**DATA IN THIS EXERCISE:**
══════
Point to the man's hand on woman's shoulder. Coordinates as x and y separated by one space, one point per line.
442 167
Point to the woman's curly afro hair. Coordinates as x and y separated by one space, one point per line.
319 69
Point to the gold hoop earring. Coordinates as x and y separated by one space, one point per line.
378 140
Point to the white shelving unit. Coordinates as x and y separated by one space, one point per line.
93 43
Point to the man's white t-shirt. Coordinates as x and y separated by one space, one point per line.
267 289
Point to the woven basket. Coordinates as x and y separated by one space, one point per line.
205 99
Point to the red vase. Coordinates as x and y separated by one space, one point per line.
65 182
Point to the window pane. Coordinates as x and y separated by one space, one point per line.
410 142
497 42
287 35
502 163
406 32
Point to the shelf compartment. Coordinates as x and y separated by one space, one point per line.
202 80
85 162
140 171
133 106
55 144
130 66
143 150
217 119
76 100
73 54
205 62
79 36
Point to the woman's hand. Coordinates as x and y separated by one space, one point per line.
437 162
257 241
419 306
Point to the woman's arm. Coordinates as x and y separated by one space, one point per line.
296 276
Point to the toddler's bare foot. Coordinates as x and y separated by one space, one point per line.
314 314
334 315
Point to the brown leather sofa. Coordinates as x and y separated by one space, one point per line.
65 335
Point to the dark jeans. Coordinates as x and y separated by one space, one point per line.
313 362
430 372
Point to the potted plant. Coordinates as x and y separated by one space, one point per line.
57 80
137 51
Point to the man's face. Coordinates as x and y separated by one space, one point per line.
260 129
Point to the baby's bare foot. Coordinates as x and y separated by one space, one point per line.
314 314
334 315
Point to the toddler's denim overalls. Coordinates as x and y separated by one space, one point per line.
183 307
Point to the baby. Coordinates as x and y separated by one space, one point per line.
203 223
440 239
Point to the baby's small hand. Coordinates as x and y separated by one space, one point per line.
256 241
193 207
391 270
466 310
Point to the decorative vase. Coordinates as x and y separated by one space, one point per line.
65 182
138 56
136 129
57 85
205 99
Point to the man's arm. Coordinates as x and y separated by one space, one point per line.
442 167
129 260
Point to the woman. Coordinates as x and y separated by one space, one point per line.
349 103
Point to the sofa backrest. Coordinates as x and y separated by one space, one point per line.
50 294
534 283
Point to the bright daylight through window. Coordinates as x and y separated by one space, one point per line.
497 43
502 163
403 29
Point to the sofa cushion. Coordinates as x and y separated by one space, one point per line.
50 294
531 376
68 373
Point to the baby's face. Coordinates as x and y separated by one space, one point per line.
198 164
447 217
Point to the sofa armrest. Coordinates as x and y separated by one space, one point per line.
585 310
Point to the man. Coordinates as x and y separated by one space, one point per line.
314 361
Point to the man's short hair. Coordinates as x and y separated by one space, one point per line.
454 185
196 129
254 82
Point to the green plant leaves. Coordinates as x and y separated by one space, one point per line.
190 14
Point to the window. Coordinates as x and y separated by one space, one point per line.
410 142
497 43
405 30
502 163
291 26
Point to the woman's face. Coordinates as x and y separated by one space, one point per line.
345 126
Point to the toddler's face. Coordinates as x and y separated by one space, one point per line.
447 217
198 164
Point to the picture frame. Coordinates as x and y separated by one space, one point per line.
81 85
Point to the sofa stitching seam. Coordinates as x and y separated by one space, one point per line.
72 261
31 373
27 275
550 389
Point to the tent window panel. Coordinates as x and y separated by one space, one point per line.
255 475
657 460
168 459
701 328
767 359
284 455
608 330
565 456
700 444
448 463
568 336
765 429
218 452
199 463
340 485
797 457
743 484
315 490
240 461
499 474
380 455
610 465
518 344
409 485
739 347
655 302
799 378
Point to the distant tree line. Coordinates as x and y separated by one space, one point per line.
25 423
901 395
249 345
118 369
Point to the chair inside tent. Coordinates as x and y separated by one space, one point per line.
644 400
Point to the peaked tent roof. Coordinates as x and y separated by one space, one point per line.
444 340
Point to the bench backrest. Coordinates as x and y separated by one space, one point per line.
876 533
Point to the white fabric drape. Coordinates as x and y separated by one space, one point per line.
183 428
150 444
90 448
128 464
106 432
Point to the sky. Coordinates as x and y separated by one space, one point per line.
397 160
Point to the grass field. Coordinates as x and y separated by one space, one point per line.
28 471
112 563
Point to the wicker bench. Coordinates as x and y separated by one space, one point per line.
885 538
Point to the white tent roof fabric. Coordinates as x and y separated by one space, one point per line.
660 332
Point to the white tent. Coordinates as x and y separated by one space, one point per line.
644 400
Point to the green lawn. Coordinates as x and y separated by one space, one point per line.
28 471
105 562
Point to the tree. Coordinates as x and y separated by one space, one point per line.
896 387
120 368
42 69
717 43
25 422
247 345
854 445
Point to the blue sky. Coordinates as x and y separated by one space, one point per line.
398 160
══════
**TASK STATEMENT:**
Can you give all of the lines above again with every "one point per line" renamed to "one point per row", leaving everything else unchanged?

**THE RESPONSE:**
Point to the man's hand on woman's shoulder. Coordinates as x and y separated by one space, one point per row.
442 167
Point to the woman's curly afro hair. Coordinates as x and y separated by one space, one point per row.
319 69
Point to the gold hoop earring. Coordinates as x and y separated by one space, one point per row.
378 140
Point to the white shelving unit. Coordinates as x and y separated by one space, one point per row.
93 43
Point to the man's white t-shirt. Coordinates as x and y separated by one space, one point per row.
267 289
Point to the woven basket. Coordinates as x and y separated by one space, one point per row.
205 99
Point to the red vase. Coordinates as x and y separated by one space, one point per row.
65 182
Point to the window pane. Coordinates as x and y separated by one space, one point per row.
410 142
497 42
287 35
502 163
406 32
Point to the shelf compartment. Coordinates as x and y separated by one space, one point per row.
202 80
85 162
140 171
133 106
55 144
130 66
143 150
217 119
76 100
73 54
205 62
79 36
Point to the woman's hand. Coordinates as x and y separated by one space, one point per row.
437 162
257 241
419 306
Point to the woman's arm. Coordinates as x and y separated by one space, one point per row.
296 276
Point to the toddler's bare foot. Coordinates as x and y separated by one space, one point per row.
314 314
334 315
Point to the brown leather sofa. Coordinates as x and y separated by one space, one point per row.
65 335
Point to the dark jeans. Coordinates as x and y separated by one space, one point per row.
313 362
430 372
Point to the potted plant. Coordinates as x and y separated by one space, one point per row.
57 80
137 51
Point to the man's face. Coordinates as x and y separated by one space, one point per row.
260 129
Point to the baby's bare foot. Coordinates as x and y separated by one space, one point per row.
314 314
334 315
Point to the toddler's denim overalls. Coordinates as x and y separated by one space, one point per row.
183 307
Point to the baby. Coordinates as x and y separated by one space, one point per row.
203 223
440 239
Point to the baby's small hand. Coordinates as x and y separated by one space, one point per row.
256 241
193 207
391 270
466 310
Point to the decorative vase. Coordinates as x and y separated by one space, one point per row.
65 182
138 56
136 129
57 85
205 99
Point to the man's arm. Coordinates as x and y separated by one space, one point per row.
442 167
129 260
Point to the woman. Coordinates as x and y separated by one space, one point per row.
349 103
Point to the sofa backrest. Coordinates as x and y separated by one space, one point per row.
50 294
534 283
Point to the bright daylight through window. Coordinates as x and y separated by one space, one point per row.
497 43
502 163
403 29
Point to the sofa cushion. Coordinates as x and y separated by one space, one point per row.
50 294
531 376
68 373
Point to the baby's face. Coordinates as x and y separated by one space, one point per row.
198 164
447 217
Point to the sofa armrest. Coordinates as x and y separated by one space, one point per row.
585 310
Point to the man. Coordinates as x and y separated by one space, one point per row.
314 361
Point to the man's short hair. Coordinates as x and y separated by one space, one point per row.
454 185
196 129
254 82
Point to the green plant leaves. Coordinates as x and y separated by one space, one point per row.
190 14
Point to the window. Coordinates as x and y separated by one space, one point per row.
410 142
497 43
405 30
502 163
291 26
Point to the woman's face. Coordinates as x and y separated by one space, one point per row.
345 126
Point to the toddler's face. Coordinates as x and y separated by one space, one point per row.
447 217
198 164
Point to the picture frame. Coordinates as x and y separated by one space, one point per row.
81 85
Point to the sofa stitching seam. Coordinates as x and y separated by one space, one point per row.
72 261
31 373
27 275
550 389
Point to the tent window panel. Coordinates as x and y separated by one space, one point per row.
255 475
657 460
168 459
701 328
767 359
284 455
608 330
565 456
700 444
448 463
568 336
765 429
218 452
199 463
340 485
797 457
743 484
315 490
240 461
499 474
380 455
610 465
518 344
409 485
739 347
655 302
799 378
Point to the distant tree line. Coordinates as x and y separated by one space, one point per row.
25 423
901 395
249 345
118 369
Point to the chair inside tent. Coordinates as x and y separated by one space, one point per row.
644 400
Point to the peaked tent roof. Coordinates as x and y separated by one space, one point per row.
444 340
Point to the bench backrest. Coordinates as x and y separated by one space, one point per row.
876 533
Point to the white fabric drape. Coordinates as x and y separated by one space, one point per row.
183 428
150 444
90 448
128 464
106 432
Point to the sky. Coordinates as x and y separated by one space, one point per row.
397 160
Point to the grass field. Coordinates as x and y separated by one space, one point per row.
28 471
112 563
Point to the wicker bench. Coordinates as x and y separated by one space, one point per row.
885 538
Point to the white tent roof fabric. Coordinates as x and y separated by one space, one point per row.
660 332
Point to the white tent. Coordinates as x and y separated by one space, one point per row.
644 400
Point to the green lawn. Coordinates as x and y separated by one space, one point per row.
28 471
105 562
Point to the tree. Coordinates as x and y separated by one space, one point per row.
896 387
120 368
42 69
717 43
25 422
247 345
854 445
Point to the blue sky. Coordinates as x and y separated by one space, one point per row.
398 160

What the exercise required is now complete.